▶ [Text zur Analyse]:
Die Lage war gut, mitten an der Dorheimer Ortsdurchfahrt, dazu zwei Hausarztpraxen im Dorf. Rumbaur machte eine eigene Standortanalyse, zog aber trotzdem noch eine Beraterfirma hinzu. Die Umsätze, die er schließlich machte, übertrafen dann beide Einschätzungen. So ging das viele Jahre, doch dann wurde es Schritt für Schritt immer schwieriger.
Erst schloss eine der beiden Hausarztpraxen im Ort, Rumbaur spürte das an den ausbleibenden Patienten. Dann kam noch der Bau einer Umgehungsstraße hinzu. Damit sanken die Verkehrsfrequenz und die Zahl der Kunden, die auf Durchreise sind, erheblich. Zu schlechter Letzt folgte dann noch 2016 eine monatelange Baustelle, die die Kundenzahl noch einmal drosselte. Auch die Perspektive ist nicht gerade gut: „Der verbleibende Arzt ist auch schon 67. Wer weiß, ob der einen Nachfolger findet.“
Und da sind die strukturellen Faktoren noch gar nicht mit berücksichtigt. „Es wird ja allgemein nicht leichter in der Branche“, klagt Rumbaur. Er gibt nicht nur dem zunehmenden Onlineversand eine Schuld am wirtschaftlichen Niedergang der Apotheke vor Ort, sondern auch dem Wandel des Arzneimittelmarktes. „Vor allem in den letzten zwei, drei Jahren bediene ich hier zunehmend hochpreisige Rezepte“ erklärt er. „Das ist ja nur noch Geldwechseln, da bleibt nichts hängen.“
Auch das Objekt selbst sei wenig attraktiv, gibt er zu bedenken. „Es ist ein altes Haus, in dem es im Sommer zu heiß und im Winter zu kalt ist. Ein Umbau inklusive Klimaanlage wäre zu teuer – das ist weder für eine Neugründung, noch für eine Filiale interessant.“ Die kalten wirtschaftlichen Zahlen ändern aber nichts daran, dass eine solche Schließung für eine kleine Gemeinde bedeuten kann. Schließlich ist der Apotheker im Ort eine Autorität in Gesundheitsfragen, was vor allem für ältere Menschen von Bedeutung ist. „Wir kriegen jeden Tag mit, dass es den Leuten leid tut, dass wir schließen“, sagt er. „Ich habe Kunden gehabt, die standen hier und haben geweint.“
Eine Frau habe ihm kürzlich die besondere Bedeutung der Dorfapotheke erklärt: „In der Stadt wird man nur abgefertigt.“ Bei Rumbaur in der örtlichen Apotheke gebe es dagegen noch ein persönliches Vertrauensverhältnis. Immerhin trägt er durch eine Übereinkunft mit einem befreundeten Apotheker Sorge für die zukünftige Arzneimittelversorgung im Ort. Der kauft ihm das Warenlager ab und übernimmt die Betreuung der Arztpraxis.
Ab dem 1. Dezember lässt Apotheker Kai-Uwe Wenke von der Apotheke am Bahnhof in Friedberg zweimal wöchentlich Rezepte in der Arztpraxis abholen und liefert zweimal wöchentlich nach hause – alles nur mit vorheriger schriftlicher Zustimmung der Patienten, wie Rumbaur betont. Und er selbst? „Ich bin gern viel draußen und habe große Grundstücke, auf denen es viel zu tun gibt“, sagt er. Erstmal zieht es ihn aber wieder nach Italien. „Meine italienischen Freunde haben mir schon vor Jahren gesagt, ich solle die Apotheke aufgeben und dahin ziehen“, erzählt er. Ganz so weit soll es dann doch nicht kommen, auch wenn der Stiefel seine zweite Heimat ist, wie er sagt.

▶ [Zur Aufgabe]:
Geben Sie aus dem Text über die Schließung der Dorfapotheke die Passage zwischen „Die Lage war“ und „Schritt immer schwieriger.“, beide einschließlich, wortgetreu aus.

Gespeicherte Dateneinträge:
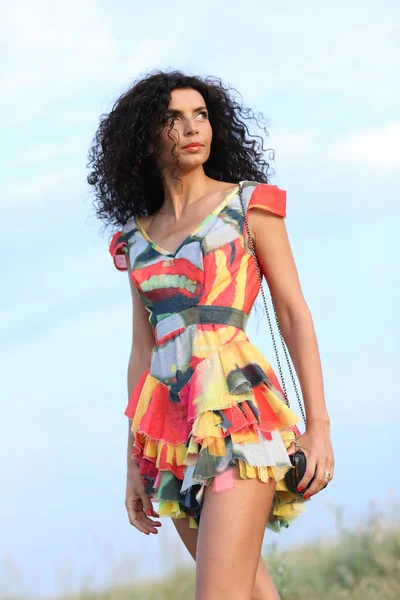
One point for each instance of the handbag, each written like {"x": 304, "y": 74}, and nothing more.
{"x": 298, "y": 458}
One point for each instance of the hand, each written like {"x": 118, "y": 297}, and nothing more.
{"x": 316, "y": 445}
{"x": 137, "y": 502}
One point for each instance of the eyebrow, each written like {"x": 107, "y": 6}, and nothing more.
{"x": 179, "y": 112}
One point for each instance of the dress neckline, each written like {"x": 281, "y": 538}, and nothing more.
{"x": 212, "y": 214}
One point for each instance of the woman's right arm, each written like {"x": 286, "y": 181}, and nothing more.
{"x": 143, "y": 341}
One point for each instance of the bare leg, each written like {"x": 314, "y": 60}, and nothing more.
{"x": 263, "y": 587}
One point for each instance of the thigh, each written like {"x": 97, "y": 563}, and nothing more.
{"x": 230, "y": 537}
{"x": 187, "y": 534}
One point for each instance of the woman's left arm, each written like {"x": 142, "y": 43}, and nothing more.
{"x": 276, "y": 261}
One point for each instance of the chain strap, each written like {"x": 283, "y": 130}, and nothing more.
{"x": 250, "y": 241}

▶ [Antwortfeld]:
Die Lage war gut, mitten an der Dorheimer Ortsdurchfahrt, dazu zwei Hausarztpraxen im Dorf. Rumbaur machte eine eigene Standortanalyse, zog aber trotzdem noch eine Beraterfirma hinzu. Die Umsätze, die er schließlich machte, übertrafen dann beide Einschätzungen. So ging das viele Jahre, doch dann wurde es Schritt für Schritt immer schwieriger.